◆ **What is being asked**:
Pick out every line in the entries below that contains the word "water", and copy each one. Case counts.

Position annotation records:
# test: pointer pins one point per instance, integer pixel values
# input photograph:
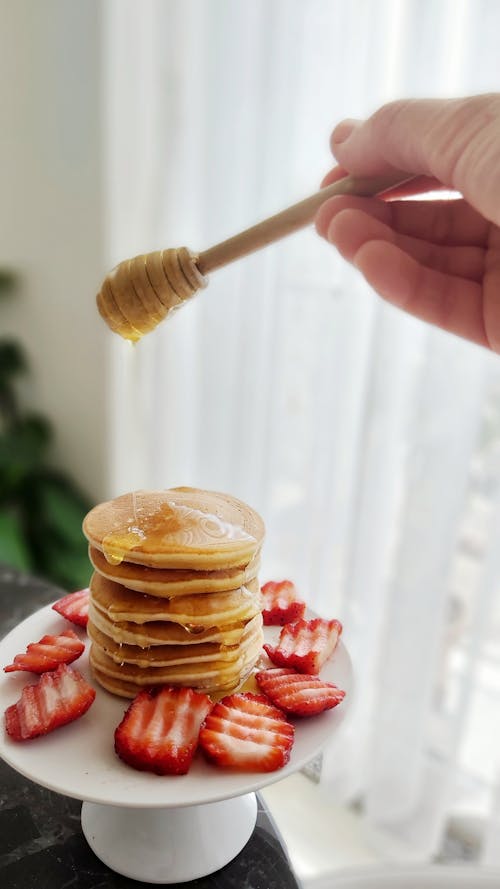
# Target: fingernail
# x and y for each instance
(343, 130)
* * *
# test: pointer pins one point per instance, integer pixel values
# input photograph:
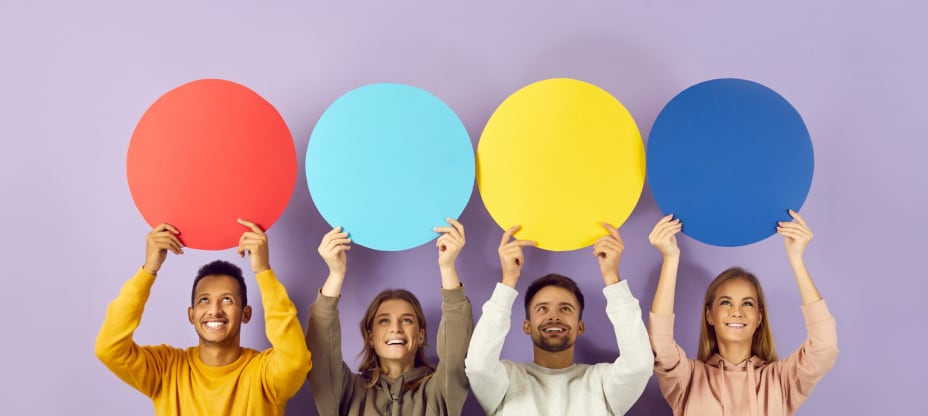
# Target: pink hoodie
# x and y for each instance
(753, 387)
---
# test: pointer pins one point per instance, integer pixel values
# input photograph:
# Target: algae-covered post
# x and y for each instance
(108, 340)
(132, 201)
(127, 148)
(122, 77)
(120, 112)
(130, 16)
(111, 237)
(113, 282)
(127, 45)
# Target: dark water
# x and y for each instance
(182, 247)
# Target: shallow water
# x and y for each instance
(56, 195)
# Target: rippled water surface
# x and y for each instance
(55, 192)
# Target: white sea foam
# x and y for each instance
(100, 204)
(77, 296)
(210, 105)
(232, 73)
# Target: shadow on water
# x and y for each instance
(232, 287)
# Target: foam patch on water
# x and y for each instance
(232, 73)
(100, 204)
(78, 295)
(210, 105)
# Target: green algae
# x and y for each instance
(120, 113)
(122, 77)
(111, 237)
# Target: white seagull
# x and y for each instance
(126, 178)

◆ **Reply to the exercise**:
# Target: dark water
# Target: shallow water
# Target: rippled water surface
# Target: shadow on water
# Target: foam patch on water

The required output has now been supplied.